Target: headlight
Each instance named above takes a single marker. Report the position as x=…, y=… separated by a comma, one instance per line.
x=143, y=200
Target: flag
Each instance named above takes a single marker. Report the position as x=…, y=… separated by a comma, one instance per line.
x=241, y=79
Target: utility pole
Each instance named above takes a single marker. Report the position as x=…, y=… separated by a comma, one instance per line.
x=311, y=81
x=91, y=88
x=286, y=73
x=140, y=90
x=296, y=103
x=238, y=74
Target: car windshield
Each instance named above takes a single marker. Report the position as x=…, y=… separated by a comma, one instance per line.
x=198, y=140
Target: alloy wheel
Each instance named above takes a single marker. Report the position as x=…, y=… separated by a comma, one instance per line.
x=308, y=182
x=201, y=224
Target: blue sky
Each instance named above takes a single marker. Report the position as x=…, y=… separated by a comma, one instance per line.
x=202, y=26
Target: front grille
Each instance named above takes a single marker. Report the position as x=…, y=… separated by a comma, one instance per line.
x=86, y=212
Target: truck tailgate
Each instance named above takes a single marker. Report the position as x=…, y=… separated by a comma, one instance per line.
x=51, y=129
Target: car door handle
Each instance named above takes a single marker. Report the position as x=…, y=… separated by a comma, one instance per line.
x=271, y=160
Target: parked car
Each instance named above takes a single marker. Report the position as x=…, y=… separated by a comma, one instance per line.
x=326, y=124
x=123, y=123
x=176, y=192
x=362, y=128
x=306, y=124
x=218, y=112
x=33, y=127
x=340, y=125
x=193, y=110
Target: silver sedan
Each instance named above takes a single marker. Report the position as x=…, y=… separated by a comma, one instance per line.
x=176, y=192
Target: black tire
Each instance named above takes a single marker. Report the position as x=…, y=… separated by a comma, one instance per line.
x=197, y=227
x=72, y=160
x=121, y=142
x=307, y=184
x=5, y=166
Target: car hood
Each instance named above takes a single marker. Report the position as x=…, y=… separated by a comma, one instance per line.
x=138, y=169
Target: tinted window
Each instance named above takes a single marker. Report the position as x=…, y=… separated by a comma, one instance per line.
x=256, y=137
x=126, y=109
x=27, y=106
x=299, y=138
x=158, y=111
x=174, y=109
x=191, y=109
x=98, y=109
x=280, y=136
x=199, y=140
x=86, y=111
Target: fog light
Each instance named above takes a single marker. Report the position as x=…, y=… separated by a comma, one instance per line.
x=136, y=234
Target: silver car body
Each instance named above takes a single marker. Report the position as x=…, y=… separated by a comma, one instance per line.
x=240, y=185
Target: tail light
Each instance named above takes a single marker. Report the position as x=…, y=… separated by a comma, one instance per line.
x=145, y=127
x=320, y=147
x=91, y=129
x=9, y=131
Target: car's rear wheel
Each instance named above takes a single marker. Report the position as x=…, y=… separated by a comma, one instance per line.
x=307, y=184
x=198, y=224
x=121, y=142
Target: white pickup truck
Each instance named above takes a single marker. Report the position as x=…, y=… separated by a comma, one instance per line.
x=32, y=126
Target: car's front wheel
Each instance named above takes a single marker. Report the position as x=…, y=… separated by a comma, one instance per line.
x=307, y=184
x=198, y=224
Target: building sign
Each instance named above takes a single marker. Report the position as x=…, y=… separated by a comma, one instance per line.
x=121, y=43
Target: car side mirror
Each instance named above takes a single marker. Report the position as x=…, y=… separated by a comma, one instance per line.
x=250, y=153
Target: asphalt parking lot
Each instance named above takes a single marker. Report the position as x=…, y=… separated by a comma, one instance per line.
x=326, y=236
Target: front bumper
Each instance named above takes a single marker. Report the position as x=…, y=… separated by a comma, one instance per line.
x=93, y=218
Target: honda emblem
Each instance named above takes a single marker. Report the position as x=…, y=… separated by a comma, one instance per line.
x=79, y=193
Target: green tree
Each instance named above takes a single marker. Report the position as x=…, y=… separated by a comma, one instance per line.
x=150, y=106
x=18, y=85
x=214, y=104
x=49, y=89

• • • • •

### Exercise
Copy all of the data exactly. Skip nothing.

### Expected answer
Target: headlight
Each instance named above takes a single marker. Report the position as x=…, y=… separated by a comma, one instance per line.
x=143, y=200
Target: flag
Each instance named above takes a single marker. Report the position as x=…, y=… separated by a comma, one instance per line.
x=241, y=79
Target: utility pole
Each instance named above takes a single marker. Report the position as x=…, y=… separated by a comma, one instance per line.
x=311, y=81
x=91, y=88
x=286, y=73
x=140, y=90
x=296, y=103
x=238, y=74
Target: car windshield
Each instance named above takes a single marker. Report the position as x=…, y=… separated by a comma, one instance per line.
x=198, y=140
Target: alloy wheel
Each instance named above takes a single marker. Report the position as x=…, y=… separated by a comma, one instance per line.
x=308, y=182
x=201, y=224
Target: blue sky
Each instance named above takes a single marker. Report the position as x=…, y=… separated by a comma, one instance per line.
x=202, y=26
Target: front grille
Each instance named above takes a single marker. Report the position as x=…, y=… separated by a comma, one instance per line.
x=86, y=212
Target: truck tailgate
Each instance named above takes a single marker. Report the position as x=…, y=… separated by a comma, one instance per line.
x=51, y=129
Target: car door handle
Each instance named above takes a single marker. Report the position as x=…, y=… separated by a comma, one instance per line.
x=271, y=160
Target: parked car
Each instance named above takes a single marker. Report the position as x=…, y=… separated by a comma, one instance per line.
x=326, y=124
x=123, y=123
x=176, y=192
x=362, y=128
x=306, y=124
x=218, y=112
x=33, y=127
x=340, y=125
x=193, y=110
Target: silver sedan
Each instance named above takes a single marker. Report the position as x=…, y=… separated by a comma, one instance per line.
x=176, y=192
Target: black tire
Each instance named above takes a single marker. Report the position as x=…, y=… separated by a comma, one instance per line.
x=197, y=227
x=72, y=160
x=121, y=142
x=307, y=184
x=5, y=166
Target: car hood
Each instance named above takes a single marker. Report the position as x=…, y=… separated by a comma, one instance per line.
x=138, y=169
Target: tinted window
Each instance named above takes a single marker. Report the position as x=…, y=… separated by a comma, one instance per line.
x=256, y=137
x=126, y=109
x=27, y=106
x=299, y=138
x=158, y=111
x=174, y=109
x=191, y=109
x=98, y=109
x=280, y=136
x=199, y=140
x=86, y=111
Target: fog light
Each instance named above takes a single marker. Report the position as x=…, y=… separated by a comma, one instance per line.
x=136, y=234
Target: silver car body
Each instance named above takes a single marker. Report the position as x=…, y=… separated by a comma, one instance per line.
x=240, y=185
Target: tail light
Each instance named above takes a single marker. Report the position as x=…, y=… separated by a comma, one instance per line.
x=145, y=127
x=320, y=147
x=91, y=129
x=9, y=131
Target: car's rear wheel
Each instance named above takes a single marker. Report the position as x=…, y=… separated by a comma, one instance per line.
x=307, y=184
x=198, y=224
x=121, y=142
Target: white pickup truck
Each instance named above takes a single marker. Report the position as x=…, y=… separated by a comma, one instance per line.
x=32, y=126
Target: car's front wheel
Each instance named above takes a single marker. Report the position as x=…, y=… separated by a comma, one instance per line.
x=307, y=184
x=198, y=224
Target: building sign
Each instance named above takes a single marker. Report the position as x=…, y=… separated by a comma, one instance per line.
x=121, y=43
Target: car side mirror
Each instance named above takes a single marker. Report the position as x=…, y=… separated by a comma, one instance per line.
x=250, y=153
Target: asphalt parking lot
Each instance named above takes a single marker. Report the position as x=…, y=… separated by a comma, one instance per line.
x=326, y=236
Target: front bumper
Each instance named above takes a single marker. Report the position as x=…, y=… separated by a comma, one instance per line.
x=93, y=218
Target: honda emblem
Each instance named above takes a single marker. Report the position as x=…, y=… separated by a comma, one instance per line.
x=79, y=193
Target: green tree
Each instance named above takes a single marker. Report the position as x=…, y=… separated by a comma, one instance per line.
x=150, y=106
x=18, y=85
x=214, y=104
x=49, y=89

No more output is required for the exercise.